EXERCISE DETAILS: Count the lines in the material below that contain the string "military". Reply with only the number.

[Excerpts from point annotation data]

## BEGIN

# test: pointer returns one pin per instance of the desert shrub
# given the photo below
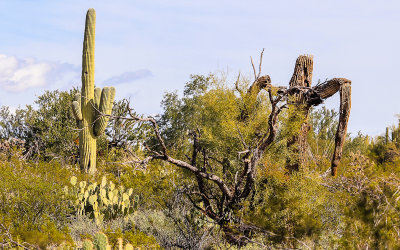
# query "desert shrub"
(32, 204)
(102, 201)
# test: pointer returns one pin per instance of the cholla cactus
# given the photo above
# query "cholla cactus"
(102, 201)
(92, 104)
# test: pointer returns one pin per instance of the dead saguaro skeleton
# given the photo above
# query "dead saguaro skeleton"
(222, 202)
(304, 96)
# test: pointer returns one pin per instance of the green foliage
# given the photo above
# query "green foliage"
(32, 204)
(46, 130)
(103, 201)
(100, 241)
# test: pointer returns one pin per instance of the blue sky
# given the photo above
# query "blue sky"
(146, 48)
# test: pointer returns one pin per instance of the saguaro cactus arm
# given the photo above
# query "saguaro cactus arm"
(105, 108)
(90, 106)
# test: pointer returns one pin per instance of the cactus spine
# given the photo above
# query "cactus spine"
(92, 103)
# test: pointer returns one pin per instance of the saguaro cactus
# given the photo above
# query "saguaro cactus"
(91, 106)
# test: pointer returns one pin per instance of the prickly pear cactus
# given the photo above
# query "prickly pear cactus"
(92, 104)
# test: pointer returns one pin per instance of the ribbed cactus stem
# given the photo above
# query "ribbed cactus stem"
(105, 108)
(87, 245)
(91, 105)
(128, 246)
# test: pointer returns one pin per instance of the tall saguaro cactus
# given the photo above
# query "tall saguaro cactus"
(91, 106)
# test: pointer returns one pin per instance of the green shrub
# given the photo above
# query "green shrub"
(32, 204)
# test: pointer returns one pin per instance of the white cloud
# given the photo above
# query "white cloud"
(129, 76)
(20, 74)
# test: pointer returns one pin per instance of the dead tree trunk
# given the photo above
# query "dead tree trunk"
(303, 97)
(302, 77)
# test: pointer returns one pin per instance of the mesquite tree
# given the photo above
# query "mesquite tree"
(92, 105)
(220, 136)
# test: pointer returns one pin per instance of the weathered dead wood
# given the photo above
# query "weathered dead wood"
(304, 97)
(302, 77)
(344, 113)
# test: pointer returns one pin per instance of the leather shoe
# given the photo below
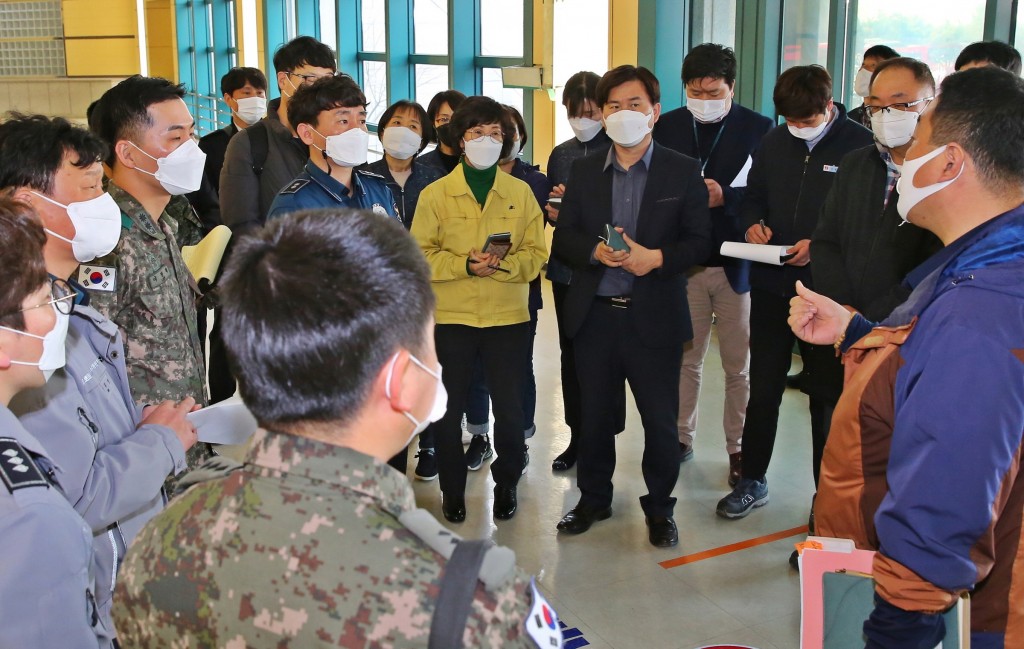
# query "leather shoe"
(662, 531)
(581, 518)
(565, 461)
(454, 508)
(505, 503)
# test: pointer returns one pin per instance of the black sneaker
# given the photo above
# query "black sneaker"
(426, 468)
(479, 449)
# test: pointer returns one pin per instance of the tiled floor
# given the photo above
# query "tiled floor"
(607, 582)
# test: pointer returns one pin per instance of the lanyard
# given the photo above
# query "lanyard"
(696, 141)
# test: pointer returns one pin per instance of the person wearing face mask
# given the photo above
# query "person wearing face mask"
(933, 408)
(723, 136)
(114, 455)
(448, 152)
(330, 117)
(143, 286)
(791, 175)
(315, 505)
(482, 297)
(402, 131)
(46, 580)
(862, 80)
(626, 309)
(263, 159)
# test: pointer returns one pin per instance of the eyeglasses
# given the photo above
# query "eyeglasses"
(308, 79)
(905, 105)
(62, 299)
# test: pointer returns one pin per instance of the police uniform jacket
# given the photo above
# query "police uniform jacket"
(113, 468)
(45, 581)
(315, 188)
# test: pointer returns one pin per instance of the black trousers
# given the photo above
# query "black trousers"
(608, 353)
(771, 353)
(503, 351)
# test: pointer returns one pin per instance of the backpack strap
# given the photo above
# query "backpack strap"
(456, 597)
(259, 142)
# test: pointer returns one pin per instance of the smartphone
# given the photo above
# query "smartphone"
(613, 239)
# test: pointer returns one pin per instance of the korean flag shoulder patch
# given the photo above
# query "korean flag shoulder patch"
(542, 622)
(101, 278)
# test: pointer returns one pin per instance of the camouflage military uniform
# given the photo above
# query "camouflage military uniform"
(301, 548)
(153, 301)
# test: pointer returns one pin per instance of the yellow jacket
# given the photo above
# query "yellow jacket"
(450, 222)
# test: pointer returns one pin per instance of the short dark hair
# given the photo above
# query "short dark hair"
(922, 73)
(995, 52)
(982, 110)
(22, 254)
(33, 148)
(237, 78)
(357, 289)
(477, 111)
(803, 91)
(452, 97)
(580, 87)
(617, 76)
(710, 60)
(880, 51)
(406, 104)
(123, 112)
(304, 50)
(324, 94)
(519, 123)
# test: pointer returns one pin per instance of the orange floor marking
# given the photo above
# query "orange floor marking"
(724, 550)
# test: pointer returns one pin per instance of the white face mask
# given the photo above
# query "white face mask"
(909, 193)
(585, 128)
(348, 149)
(52, 357)
(251, 110)
(809, 132)
(708, 111)
(180, 171)
(483, 152)
(862, 83)
(97, 225)
(440, 396)
(894, 128)
(628, 128)
(400, 142)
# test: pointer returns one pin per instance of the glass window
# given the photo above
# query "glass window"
(373, 26)
(501, 28)
(494, 89)
(429, 81)
(375, 87)
(933, 31)
(805, 33)
(720, 23)
(430, 27)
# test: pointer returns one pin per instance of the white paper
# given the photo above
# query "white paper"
(740, 179)
(225, 423)
(755, 252)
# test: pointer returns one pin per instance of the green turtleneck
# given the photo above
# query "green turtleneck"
(479, 180)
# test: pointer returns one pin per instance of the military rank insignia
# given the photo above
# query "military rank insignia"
(97, 277)
(542, 622)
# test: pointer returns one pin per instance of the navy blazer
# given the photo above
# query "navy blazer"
(741, 135)
(673, 217)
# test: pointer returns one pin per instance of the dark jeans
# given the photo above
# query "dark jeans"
(504, 351)
(608, 353)
(771, 353)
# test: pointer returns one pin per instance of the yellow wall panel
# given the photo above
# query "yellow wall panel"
(102, 57)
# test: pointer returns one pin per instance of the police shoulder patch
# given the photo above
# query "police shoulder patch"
(17, 470)
(295, 186)
(97, 277)
(542, 622)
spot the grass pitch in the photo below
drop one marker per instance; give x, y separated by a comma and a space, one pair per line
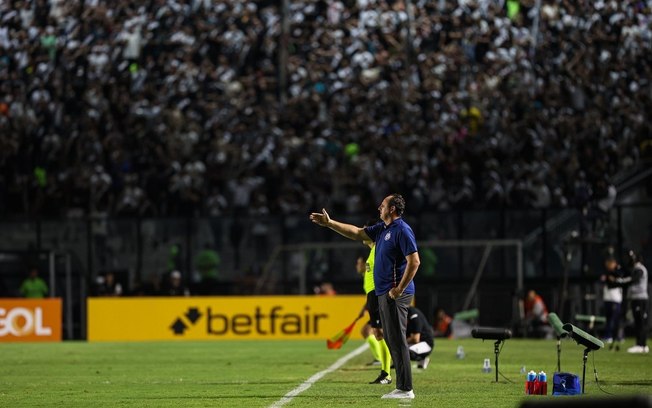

## END

OUTPUT BELOW: 4